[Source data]
======
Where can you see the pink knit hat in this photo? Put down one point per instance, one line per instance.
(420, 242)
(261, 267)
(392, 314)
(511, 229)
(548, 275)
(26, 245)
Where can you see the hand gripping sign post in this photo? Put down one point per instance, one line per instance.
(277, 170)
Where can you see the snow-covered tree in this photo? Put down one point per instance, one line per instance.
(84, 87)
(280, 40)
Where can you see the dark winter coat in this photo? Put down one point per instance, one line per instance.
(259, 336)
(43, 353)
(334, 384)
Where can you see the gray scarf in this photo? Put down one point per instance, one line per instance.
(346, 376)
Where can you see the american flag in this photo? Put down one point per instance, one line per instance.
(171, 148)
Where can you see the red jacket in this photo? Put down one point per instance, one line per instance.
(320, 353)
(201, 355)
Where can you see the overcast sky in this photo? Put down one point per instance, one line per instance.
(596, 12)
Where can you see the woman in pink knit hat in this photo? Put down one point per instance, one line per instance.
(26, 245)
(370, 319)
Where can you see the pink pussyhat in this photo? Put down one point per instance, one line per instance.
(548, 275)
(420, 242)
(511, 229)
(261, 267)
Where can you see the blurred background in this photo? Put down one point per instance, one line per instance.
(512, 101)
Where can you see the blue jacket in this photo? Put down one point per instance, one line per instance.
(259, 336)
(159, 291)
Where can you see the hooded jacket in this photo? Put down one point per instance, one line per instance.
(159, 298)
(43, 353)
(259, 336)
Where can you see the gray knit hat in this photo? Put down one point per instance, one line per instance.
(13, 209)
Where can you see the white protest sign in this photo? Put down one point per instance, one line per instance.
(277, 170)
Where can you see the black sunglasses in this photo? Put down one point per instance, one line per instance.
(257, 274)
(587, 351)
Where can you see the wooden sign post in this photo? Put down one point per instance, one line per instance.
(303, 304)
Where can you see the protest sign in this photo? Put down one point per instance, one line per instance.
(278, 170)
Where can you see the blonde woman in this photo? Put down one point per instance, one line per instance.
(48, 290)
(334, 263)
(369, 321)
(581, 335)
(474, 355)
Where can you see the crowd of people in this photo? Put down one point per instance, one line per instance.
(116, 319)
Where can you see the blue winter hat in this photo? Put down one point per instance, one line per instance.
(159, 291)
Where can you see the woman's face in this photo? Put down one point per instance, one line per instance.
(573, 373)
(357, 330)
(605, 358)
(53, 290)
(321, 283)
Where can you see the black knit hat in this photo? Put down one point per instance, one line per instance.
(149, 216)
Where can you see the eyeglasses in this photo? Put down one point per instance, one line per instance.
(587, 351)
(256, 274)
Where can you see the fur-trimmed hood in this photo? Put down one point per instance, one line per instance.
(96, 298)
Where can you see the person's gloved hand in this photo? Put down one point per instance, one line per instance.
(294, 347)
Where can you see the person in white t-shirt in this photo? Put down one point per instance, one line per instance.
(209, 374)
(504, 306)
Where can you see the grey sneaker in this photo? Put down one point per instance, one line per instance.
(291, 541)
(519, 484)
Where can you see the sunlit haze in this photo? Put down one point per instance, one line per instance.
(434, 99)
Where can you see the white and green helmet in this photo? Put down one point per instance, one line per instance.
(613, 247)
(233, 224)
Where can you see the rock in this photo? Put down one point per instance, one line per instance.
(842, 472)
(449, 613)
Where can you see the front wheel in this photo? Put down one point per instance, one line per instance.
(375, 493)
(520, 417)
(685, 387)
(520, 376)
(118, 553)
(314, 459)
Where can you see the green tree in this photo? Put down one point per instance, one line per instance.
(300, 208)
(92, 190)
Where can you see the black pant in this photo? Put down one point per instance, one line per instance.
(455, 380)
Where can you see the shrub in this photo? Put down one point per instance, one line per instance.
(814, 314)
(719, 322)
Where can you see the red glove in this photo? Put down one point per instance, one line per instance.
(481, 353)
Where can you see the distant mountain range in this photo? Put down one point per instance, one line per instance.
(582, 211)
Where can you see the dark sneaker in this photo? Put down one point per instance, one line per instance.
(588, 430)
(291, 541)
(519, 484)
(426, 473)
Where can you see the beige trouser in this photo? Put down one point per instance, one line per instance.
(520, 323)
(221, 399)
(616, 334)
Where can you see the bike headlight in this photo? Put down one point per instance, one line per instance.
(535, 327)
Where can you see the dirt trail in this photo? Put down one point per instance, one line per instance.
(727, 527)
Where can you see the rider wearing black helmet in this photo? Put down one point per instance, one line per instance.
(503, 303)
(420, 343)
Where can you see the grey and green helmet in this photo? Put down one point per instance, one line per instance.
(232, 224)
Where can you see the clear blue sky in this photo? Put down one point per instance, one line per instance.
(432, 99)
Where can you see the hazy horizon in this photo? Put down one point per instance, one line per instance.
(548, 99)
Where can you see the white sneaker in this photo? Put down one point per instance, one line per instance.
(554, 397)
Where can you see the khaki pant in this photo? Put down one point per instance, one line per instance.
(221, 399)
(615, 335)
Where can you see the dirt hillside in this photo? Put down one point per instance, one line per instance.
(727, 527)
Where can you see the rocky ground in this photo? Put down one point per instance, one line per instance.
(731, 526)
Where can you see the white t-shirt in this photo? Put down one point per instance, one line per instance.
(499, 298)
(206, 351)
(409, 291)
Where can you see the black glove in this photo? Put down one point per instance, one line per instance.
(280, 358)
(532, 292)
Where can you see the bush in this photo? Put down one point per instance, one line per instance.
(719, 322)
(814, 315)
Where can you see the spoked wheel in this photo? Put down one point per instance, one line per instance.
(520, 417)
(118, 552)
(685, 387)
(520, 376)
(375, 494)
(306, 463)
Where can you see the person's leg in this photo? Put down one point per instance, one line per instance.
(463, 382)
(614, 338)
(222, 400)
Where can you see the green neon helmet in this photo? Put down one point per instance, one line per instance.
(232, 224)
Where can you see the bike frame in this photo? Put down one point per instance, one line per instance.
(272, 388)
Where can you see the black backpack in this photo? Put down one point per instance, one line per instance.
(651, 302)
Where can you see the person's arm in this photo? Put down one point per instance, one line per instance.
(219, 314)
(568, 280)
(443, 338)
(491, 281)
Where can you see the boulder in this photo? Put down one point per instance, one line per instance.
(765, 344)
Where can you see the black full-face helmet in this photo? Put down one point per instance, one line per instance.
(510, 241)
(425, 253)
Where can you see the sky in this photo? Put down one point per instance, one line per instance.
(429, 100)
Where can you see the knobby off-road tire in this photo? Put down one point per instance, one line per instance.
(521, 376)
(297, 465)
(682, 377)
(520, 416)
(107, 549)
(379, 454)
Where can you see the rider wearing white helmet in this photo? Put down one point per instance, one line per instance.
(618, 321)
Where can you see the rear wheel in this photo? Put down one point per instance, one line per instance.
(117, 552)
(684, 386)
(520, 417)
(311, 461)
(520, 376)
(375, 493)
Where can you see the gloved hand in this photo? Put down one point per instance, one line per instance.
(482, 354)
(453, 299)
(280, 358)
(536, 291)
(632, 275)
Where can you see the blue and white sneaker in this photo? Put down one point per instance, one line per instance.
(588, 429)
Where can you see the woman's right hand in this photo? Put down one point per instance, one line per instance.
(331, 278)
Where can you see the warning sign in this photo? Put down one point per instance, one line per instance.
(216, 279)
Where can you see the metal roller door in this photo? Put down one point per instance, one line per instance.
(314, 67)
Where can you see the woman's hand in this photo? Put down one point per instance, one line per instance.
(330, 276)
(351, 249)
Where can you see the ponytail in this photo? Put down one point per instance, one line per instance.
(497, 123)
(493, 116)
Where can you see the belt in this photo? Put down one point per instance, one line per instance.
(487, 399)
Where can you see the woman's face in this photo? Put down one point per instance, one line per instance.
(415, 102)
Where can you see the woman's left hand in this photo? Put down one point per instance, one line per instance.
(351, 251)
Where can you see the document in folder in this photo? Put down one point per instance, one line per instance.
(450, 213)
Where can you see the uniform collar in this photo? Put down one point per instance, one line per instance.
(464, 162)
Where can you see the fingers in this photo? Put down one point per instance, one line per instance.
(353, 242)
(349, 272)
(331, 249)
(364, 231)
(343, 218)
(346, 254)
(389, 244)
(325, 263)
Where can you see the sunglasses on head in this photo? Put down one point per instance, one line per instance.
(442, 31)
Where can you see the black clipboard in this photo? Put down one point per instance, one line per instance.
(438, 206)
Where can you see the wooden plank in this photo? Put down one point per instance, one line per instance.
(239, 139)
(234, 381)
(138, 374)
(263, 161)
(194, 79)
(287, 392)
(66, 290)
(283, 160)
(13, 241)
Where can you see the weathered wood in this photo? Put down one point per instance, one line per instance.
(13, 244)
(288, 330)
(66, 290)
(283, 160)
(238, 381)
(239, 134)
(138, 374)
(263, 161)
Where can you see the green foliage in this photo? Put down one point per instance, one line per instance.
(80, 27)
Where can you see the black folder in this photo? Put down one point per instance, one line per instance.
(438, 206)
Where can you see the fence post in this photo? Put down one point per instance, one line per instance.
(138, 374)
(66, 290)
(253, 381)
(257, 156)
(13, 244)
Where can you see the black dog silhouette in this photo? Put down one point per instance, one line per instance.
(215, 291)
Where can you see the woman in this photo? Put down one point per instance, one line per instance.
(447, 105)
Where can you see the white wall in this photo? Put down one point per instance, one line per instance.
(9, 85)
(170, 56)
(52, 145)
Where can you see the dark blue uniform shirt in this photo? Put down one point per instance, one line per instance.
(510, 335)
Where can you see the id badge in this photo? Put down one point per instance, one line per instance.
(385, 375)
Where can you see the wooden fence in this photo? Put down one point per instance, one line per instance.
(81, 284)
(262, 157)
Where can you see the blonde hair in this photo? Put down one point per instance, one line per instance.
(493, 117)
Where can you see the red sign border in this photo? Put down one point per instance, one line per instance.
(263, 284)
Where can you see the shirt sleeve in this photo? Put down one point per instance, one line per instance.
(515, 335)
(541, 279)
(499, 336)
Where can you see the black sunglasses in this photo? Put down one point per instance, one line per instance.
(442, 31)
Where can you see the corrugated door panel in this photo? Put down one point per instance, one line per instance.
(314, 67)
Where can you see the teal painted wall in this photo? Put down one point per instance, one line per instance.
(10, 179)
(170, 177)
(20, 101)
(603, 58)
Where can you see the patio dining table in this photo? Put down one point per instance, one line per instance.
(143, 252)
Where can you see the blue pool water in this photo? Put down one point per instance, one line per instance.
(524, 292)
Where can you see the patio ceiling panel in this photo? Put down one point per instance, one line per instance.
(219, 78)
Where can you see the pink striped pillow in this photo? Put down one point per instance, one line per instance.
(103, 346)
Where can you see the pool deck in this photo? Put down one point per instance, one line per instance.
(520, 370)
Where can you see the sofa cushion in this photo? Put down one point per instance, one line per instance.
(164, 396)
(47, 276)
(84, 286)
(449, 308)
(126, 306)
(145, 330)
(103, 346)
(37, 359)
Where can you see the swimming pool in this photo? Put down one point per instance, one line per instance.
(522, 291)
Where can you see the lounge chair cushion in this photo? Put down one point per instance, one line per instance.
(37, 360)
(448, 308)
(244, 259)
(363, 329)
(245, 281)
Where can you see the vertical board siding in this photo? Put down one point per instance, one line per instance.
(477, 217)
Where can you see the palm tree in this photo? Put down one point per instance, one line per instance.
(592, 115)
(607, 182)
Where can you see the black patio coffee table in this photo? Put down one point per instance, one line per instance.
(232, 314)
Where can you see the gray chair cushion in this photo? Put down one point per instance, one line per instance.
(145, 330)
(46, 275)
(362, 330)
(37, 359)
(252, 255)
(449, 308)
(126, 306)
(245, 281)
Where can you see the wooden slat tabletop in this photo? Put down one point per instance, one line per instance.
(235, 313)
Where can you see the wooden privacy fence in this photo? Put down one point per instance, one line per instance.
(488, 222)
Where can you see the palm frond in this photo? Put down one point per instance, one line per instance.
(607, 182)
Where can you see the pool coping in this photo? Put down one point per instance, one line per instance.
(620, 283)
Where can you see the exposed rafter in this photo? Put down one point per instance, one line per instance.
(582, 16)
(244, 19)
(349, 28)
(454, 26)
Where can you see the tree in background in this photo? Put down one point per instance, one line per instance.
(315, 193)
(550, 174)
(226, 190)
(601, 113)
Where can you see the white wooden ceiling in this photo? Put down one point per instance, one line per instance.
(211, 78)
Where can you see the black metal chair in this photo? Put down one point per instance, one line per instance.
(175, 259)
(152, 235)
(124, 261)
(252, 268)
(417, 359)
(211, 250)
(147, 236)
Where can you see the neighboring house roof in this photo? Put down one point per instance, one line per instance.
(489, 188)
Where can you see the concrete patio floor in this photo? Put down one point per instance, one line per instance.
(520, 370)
======
Exercise: What you return should consist solely of the lines from the one containing "Where can you see the concrete" through the end of the entries above, reproduced exactly.

Task response:
Where can you see the concrete patio floor in this photo? Put down one point per instance, one line per instance.
(520, 370)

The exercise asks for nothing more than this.